Page excerpt
++++++++

### Uisnig FinBERT for Sentiment Analysis

Here, we will use FinBERT for sentiment analysis of the news in `media.csv`. We choose FinBERT because it is a pre-trained model that is specifically trained on financial news. We compared it some other models and found that it performed the best in the notebook `SA(NLP).ipynb`.

## Loading the data

In [1]:
import pandas as pd

media_data = pd.read_csv("../test_data/media.csv", index_col = 0, parse_dates = ['pub_date'])

In [2]:
from transformers import set_seed

set_seed(2023)

  from .autonotebook import tqdm as notebook_tqdm


## Using ProsusAI/finbert

See https://huggingface.co/ProsusAI/finbert

In [5]:
from transformers import AutoTokenizer, AutoModelForSequenceClassification

tokenizer_finbert = AutoTokenizer.from_pretrained("ProsusAI/finbert")

model_finbert = AutoModelForSequenceClassification.from_pretrained("ProsusAI/finbert")

In [6]:
from transformers import pipeline

analyzer_finbert = pipeline("sentiment-analysis", model= model_finbert , tokenizer = tokenizer_finbert)

Xformers is not installed correctly. If you want to use memorry_efficient_attention to accelerate training use the following command to install Xformers
pip install xformers.


In [7]:
## make a function that reades the label of the analyzer_finbert result
## if the label is positive, it returns the analyzer_finbert score
## if the label is negative, it returns the negative of the analyzer_finbert score

def analyzer_finbert_score(text):
    result = analyzer_finbert(text)
    if result[0].get('label') == 'positive':
        return result[0].get('score')
    if result[0].get('label') == 'negative':
        return -result[0].get('score')
    else:
        return 0

In [8]:
## make a function that reades the result of analyzer_finbert_score
## if the score is greater than 0.9 , it returns 2
## if the score is between 0.5 and 0.9, it returns 1
## if the score is between -0.5 and 0.5, it returns 0
## if the score is between -0.9 and -0.5, it returns -1
## if the score is less than -0.9, it returns -2

def analyzer_finbert_bin(text):
    score = analyzer_finbert_score(text)

++++++++

Data records

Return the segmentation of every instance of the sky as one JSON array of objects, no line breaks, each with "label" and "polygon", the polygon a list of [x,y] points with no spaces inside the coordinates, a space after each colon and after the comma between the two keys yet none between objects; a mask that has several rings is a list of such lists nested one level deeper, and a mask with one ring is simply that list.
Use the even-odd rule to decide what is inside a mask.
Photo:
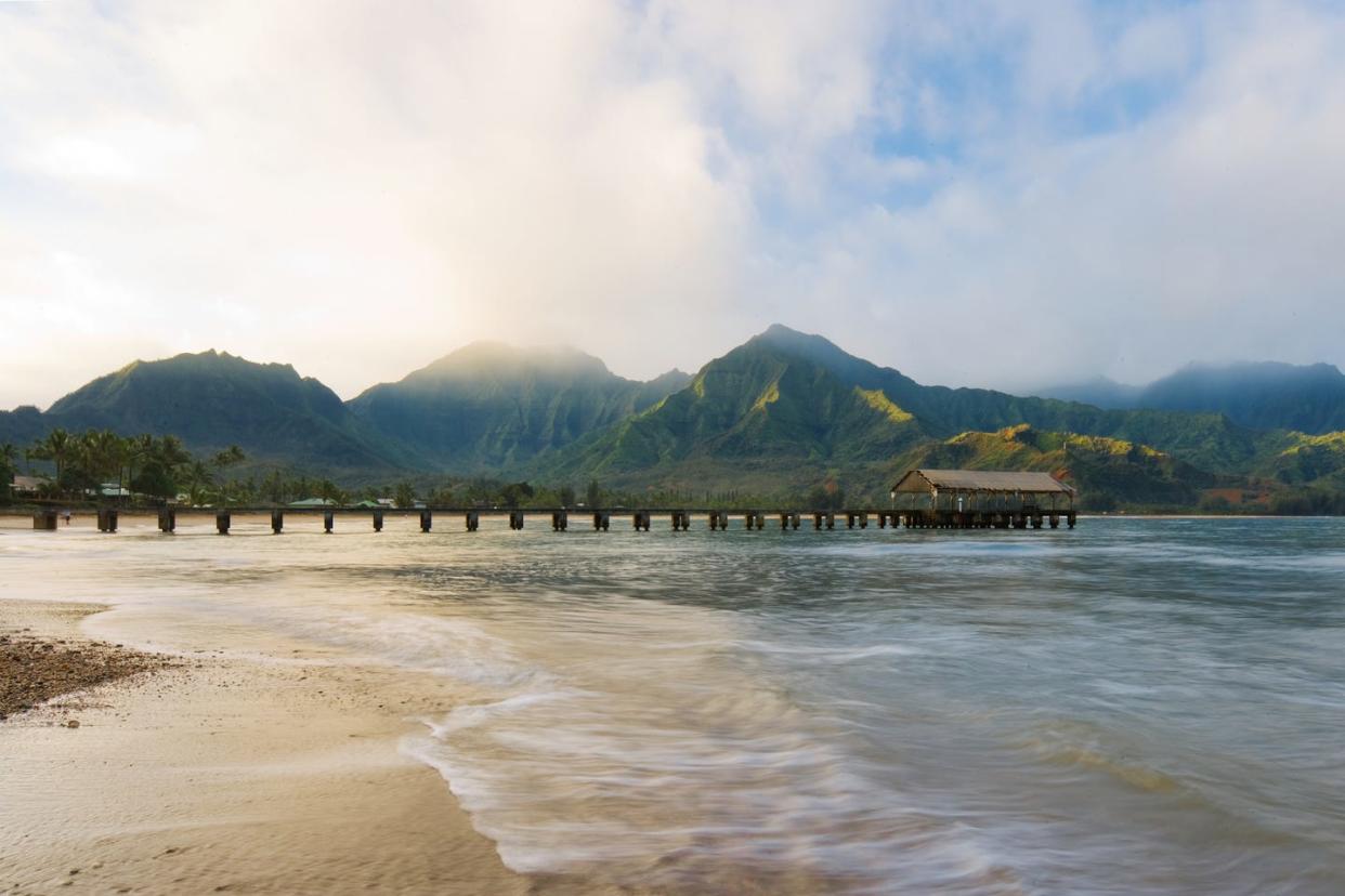
[{"label": "sky", "polygon": [[473,340],[1345,364],[1345,4],[0,3],[0,408]]}]

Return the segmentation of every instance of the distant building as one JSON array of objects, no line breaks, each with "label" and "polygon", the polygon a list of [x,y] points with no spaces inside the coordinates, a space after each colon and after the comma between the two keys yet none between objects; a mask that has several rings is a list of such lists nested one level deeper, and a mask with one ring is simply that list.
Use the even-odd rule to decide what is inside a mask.
[{"label": "distant building", "polygon": [[911,470],[892,501],[900,510],[1072,510],[1075,488],[1049,473]]}]

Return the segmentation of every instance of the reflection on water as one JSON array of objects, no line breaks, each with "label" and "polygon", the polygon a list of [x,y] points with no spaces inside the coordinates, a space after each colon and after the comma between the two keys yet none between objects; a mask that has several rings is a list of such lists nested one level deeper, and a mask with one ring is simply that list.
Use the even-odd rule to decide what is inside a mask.
[{"label": "reflection on water", "polygon": [[0,595],[461,681],[405,750],[521,872],[1345,892],[1341,521],[658,528],[5,533]]}]

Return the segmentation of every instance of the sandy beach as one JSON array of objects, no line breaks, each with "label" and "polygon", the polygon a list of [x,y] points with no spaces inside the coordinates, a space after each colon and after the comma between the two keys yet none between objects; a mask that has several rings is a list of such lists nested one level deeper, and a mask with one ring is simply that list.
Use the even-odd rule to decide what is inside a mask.
[{"label": "sandy beach", "polygon": [[[78,645],[101,610],[0,600],[0,630]],[[202,653],[0,723],[0,892],[589,892],[511,873],[398,752],[449,686],[266,657]]]}]

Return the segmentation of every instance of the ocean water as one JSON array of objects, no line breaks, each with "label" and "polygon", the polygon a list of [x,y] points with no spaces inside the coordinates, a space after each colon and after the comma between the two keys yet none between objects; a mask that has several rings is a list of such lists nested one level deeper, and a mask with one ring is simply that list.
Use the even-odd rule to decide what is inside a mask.
[{"label": "ocean water", "polygon": [[121,602],[159,649],[264,627],[455,680],[469,699],[401,748],[519,872],[1345,892],[1345,521],[456,523],[4,531],[0,596]]}]

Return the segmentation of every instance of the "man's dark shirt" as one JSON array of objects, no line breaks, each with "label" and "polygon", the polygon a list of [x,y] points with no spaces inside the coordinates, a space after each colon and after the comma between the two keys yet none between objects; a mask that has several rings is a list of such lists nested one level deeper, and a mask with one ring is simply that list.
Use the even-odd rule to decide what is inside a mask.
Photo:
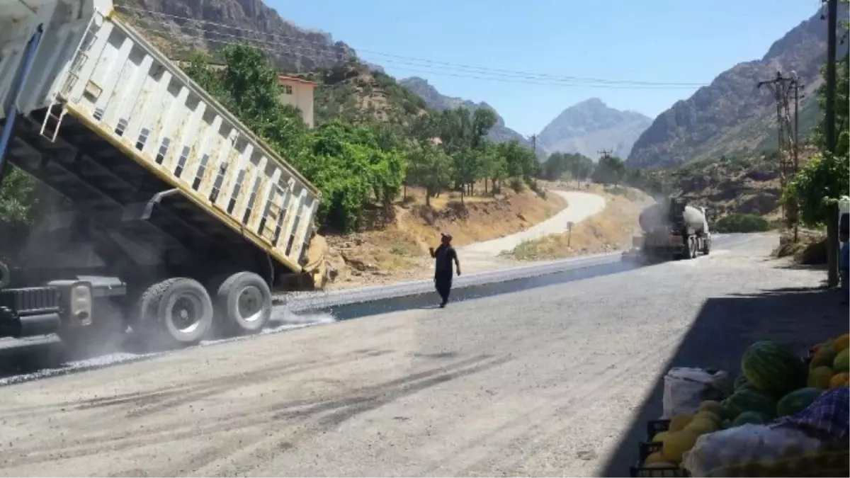
[{"label": "man's dark shirt", "polygon": [[455,248],[451,246],[440,244],[434,251],[434,257],[435,261],[434,276],[450,279],[454,275],[452,262],[457,259]]}]

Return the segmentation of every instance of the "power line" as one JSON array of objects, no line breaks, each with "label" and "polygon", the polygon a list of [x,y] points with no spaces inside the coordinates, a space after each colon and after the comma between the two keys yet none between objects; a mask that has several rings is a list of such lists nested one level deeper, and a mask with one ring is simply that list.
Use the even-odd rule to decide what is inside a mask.
[{"label": "power line", "polygon": [[[196,29],[195,27],[190,27],[190,26],[184,26],[183,28]],[[171,34],[171,33],[173,33],[173,32],[167,31],[166,30],[161,30],[161,29],[156,29],[156,28],[144,27],[144,29],[146,31],[151,31],[151,32],[155,32],[155,33],[163,33],[163,34]],[[264,51],[267,51],[267,52],[269,52],[269,53],[276,53],[276,54],[286,53],[287,50],[292,50],[292,49],[305,50],[305,51],[315,51],[315,52],[318,52],[319,54],[322,53],[321,51],[315,50],[314,48],[303,48],[303,47],[289,45],[289,44],[286,44],[286,43],[268,42],[268,41],[264,41],[264,40],[255,40],[255,39],[252,39],[252,38],[246,38],[246,37],[238,37],[236,35],[230,35],[230,34],[227,34],[227,33],[219,33],[219,32],[212,32],[212,33],[215,33],[216,35],[222,35],[222,36],[224,36],[224,37],[232,37],[235,39],[234,40],[218,40],[218,39],[215,39],[215,38],[207,38],[207,37],[201,37],[201,36],[195,36],[194,37],[196,37],[196,38],[198,38],[200,40],[203,40],[205,42],[214,43],[220,43],[220,44],[224,44],[224,45],[239,44],[239,43],[241,43],[241,42],[255,43],[266,43],[266,45],[264,45],[264,46],[258,46],[258,45],[253,45],[253,46],[254,46],[254,48],[257,48],[258,49],[264,50]],[[272,45],[276,46],[277,48],[270,48]],[[329,55],[330,54],[328,52],[325,52],[325,54],[326,54],[326,55]],[[338,60],[338,59],[333,58],[333,60]],[[392,60],[388,60],[388,62],[389,63],[394,63]],[[422,66],[424,67],[424,68],[428,68],[428,65],[422,65]],[[687,87],[687,88],[685,88],[685,87],[657,86],[657,85],[634,85],[634,86],[627,86],[627,85],[608,85],[608,84],[598,84],[598,83],[586,83],[586,84],[582,84],[582,83],[567,83],[567,82],[564,82],[564,81],[562,81],[562,82],[554,82],[554,81],[535,81],[535,80],[517,79],[517,78],[504,77],[503,76],[500,76],[500,77],[482,77],[482,76],[479,76],[479,75],[461,74],[461,73],[455,73],[455,72],[451,72],[451,71],[440,71],[439,69],[438,70],[434,70],[434,69],[433,69],[433,67],[431,67],[431,68],[432,69],[430,69],[430,70],[420,70],[420,69],[408,68],[408,67],[401,67],[401,68],[396,68],[396,69],[397,70],[400,70],[400,71],[409,71],[409,72],[428,73],[428,74],[432,74],[432,75],[445,76],[445,77],[460,77],[460,78],[471,78],[471,79],[477,79],[477,80],[486,80],[486,81],[494,81],[494,82],[508,83],[536,84],[536,85],[541,85],[541,86],[562,86],[562,87],[572,87],[572,88],[605,88],[605,89],[630,89],[630,90],[634,90],[634,89],[641,89],[641,90],[646,90],[646,89],[655,89],[655,90],[658,90],[658,89],[688,89],[689,90],[689,89],[693,89],[693,87]]]},{"label": "power line", "polygon": [[[229,29],[229,30],[232,30],[232,31],[242,31],[242,32],[245,32],[245,33],[252,33],[252,34],[256,34],[256,35],[259,35],[259,36],[263,36],[263,37],[266,37],[298,40],[299,43],[302,43],[320,45],[320,46],[325,47],[325,48],[321,48],[321,49],[319,49],[319,48],[306,48],[306,47],[303,47],[303,46],[292,45],[292,44],[287,44],[287,43],[280,43],[280,42],[274,42],[274,41],[269,41],[269,40],[264,40],[264,39],[258,39],[258,38],[247,38],[247,37],[242,37],[242,36],[240,36],[240,35],[234,35],[232,33],[224,33],[224,32],[221,32],[221,31],[216,31],[214,30],[208,30],[208,29],[206,29],[206,28],[200,27],[200,26],[178,25],[178,26],[179,28],[181,28],[181,29],[194,30],[194,31],[199,31],[199,32],[203,32],[203,33],[212,33],[212,34],[222,36],[222,37],[232,37],[232,38],[239,39],[241,41],[249,41],[249,42],[255,42],[255,43],[265,43],[265,44],[272,45],[272,46],[285,47],[285,48],[289,48],[289,49],[295,49],[295,48],[297,48],[297,49],[301,50],[301,51],[313,51],[313,52],[315,52],[317,54],[324,54],[324,55],[329,55],[329,56],[332,57],[335,60],[338,60],[337,58],[337,55],[333,54],[332,52],[328,51],[329,48],[327,48],[328,45],[326,43],[322,43],[314,42],[314,41],[309,41],[309,40],[303,40],[303,39],[301,39],[301,38],[296,38],[296,37],[286,37],[286,36],[284,36],[284,35],[278,35],[278,34],[275,34],[275,33],[268,33],[268,32],[259,31],[258,30],[252,30],[252,29],[247,29],[247,28],[241,28],[241,27],[237,27],[237,26],[228,26],[228,25],[224,25],[224,24],[221,24],[221,23],[216,23],[216,22],[208,21],[208,20],[202,20],[193,19],[193,18],[190,18],[190,17],[184,17],[184,16],[179,16],[179,15],[173,15],[173,14],[164,14],[164,13],[161,13],[161,12],[156,12],[156,11],[153,11],[153,10],[147,10],[147,9],[136,9],[136,8],[127,7],[127,6],[116,6],[116,9],[125,9],[125,10],[130,10],[130,11],[135,11],[135,12],[140,12],[140,13],[149,14],[152,14],[152,15],[157,15],[157,16],[165,17],[165,18],[170,18],[170,19],[173,19],[173,20],[184,20],[184,21],[187,21],[187,22],[192,22],[192,23],[196,23],[196,24],[201,24],[201,25],[213,26],[213,27],[219,27],[219,28],[224,28],[224,29]],[[147,20],[147,19],[142,19],[142,20]],[[161,31],[162,33],[173,33],[171,31]],[[227,42],[223,42],[221,40],[212,40],[212,39],[208,39],[208,38],[202,38],[202,39],[207,40],[207,41],[210,41],[210,42],[214,42],[214,43],[228,43]],[[277,50],[269,50],[268,48],[264,48],[264,49],[267,49],[269,51],[275,51],[275,52],[277,51]],[[386,53],[377,52],[377,51],[374,51],[374,50],[366,50],[366,49],[360,49],[360,48],[358,48],[356,51],[366,52],[366,53],[369,53],[369,54],[377,54],[377,55],[379,55],[379,56],[385,56],[385,57],[388,57],[388,58],[394,58],[394,59],[400,59],[400,60],[407,60],[407,61],[400,61],[400,60],[386,60],[386,59],[380,60],[382,62],[390,63],[390,64],[407,65],[413,65],[413,66],[416,66],[416,67],[435,68],[438,71],[439,71],[439,70],[448,70],[450,71],[460,71],[461,73],[466,73],[466,74],[469,74],[469,73],[474,73],[476,75],[481,75],[481,74],[490,74],[490,75],[492,75],[492,74],[498,74],[501,77],[509,76],[509,77],[517,77],[517,78],[520,78],[520,79],[525,79],[525,80],[550,82],[550,83],[569,83],[569,84],[570,84],[570,86],[575,85],[575,86],[592,87],[593,86],[592,84],[595,84],[597,88],[601,87],[601,86],[608,86],[608,87],[612,87],[612,88],[613,87],[620,87],[620,88],[622,88],[623,87],[628,87],[629,88],[634,88],[635,87],[652,87],[652,88],[662,88],[663,87],[663,88],[696,88],[696,87],[706,86],[706,83],[662,83],[662,82],[641,82],[641,81],[629,81],[629,80],[610,80],[610,79],[581,77],[557,76],[557,75],[551,75],[551,74],[546,74],[546,73],[530,73],[530,72],[527,72],[527,71],[514,71],[514,70],[503,70],[503,69],[496,69],[496,68],[486,68],[486,67],[482,67],[482,66],[473,66],[473,65],[462,65],[462,64],[458,64],[458,63],[450,63],[450,62],[445,62],[445,61],[436,61],[436,60],[426,60],[426,59],[421,59],[421,58],[416,58],[416,57],[409,57],[409,56],[397,55],[397,54],[386,54]],[[424,65],[422,63],[424,63]],[[431,71],[428,71],[428,72],[431,72]],[[451,75],[451,76],[459,76],[459,75]],[[479,77],[476,77],[477,78]],[[486,79],[493,79],[493,78],[486,78]],[[519,83],[522,83],[522,82],[519,82]],[[579,83],[592,83],[592,84],[579,84]],[[550,83],[546,83],[546,84],[550,84]]]}]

++++++++

Exercise requirements
Answer these questions about the FinBERT sentiment analysis notebook above, one per line:
1. What value is passed to set_seed?
2. In which notebook was FinBERT compared with other models?
3. What does analyzer_finbert_score return when the label is negative?

Output of the exercise
1. 2023
2. SA(NLP).ipynb
3. The negative of the analyzer_finbert score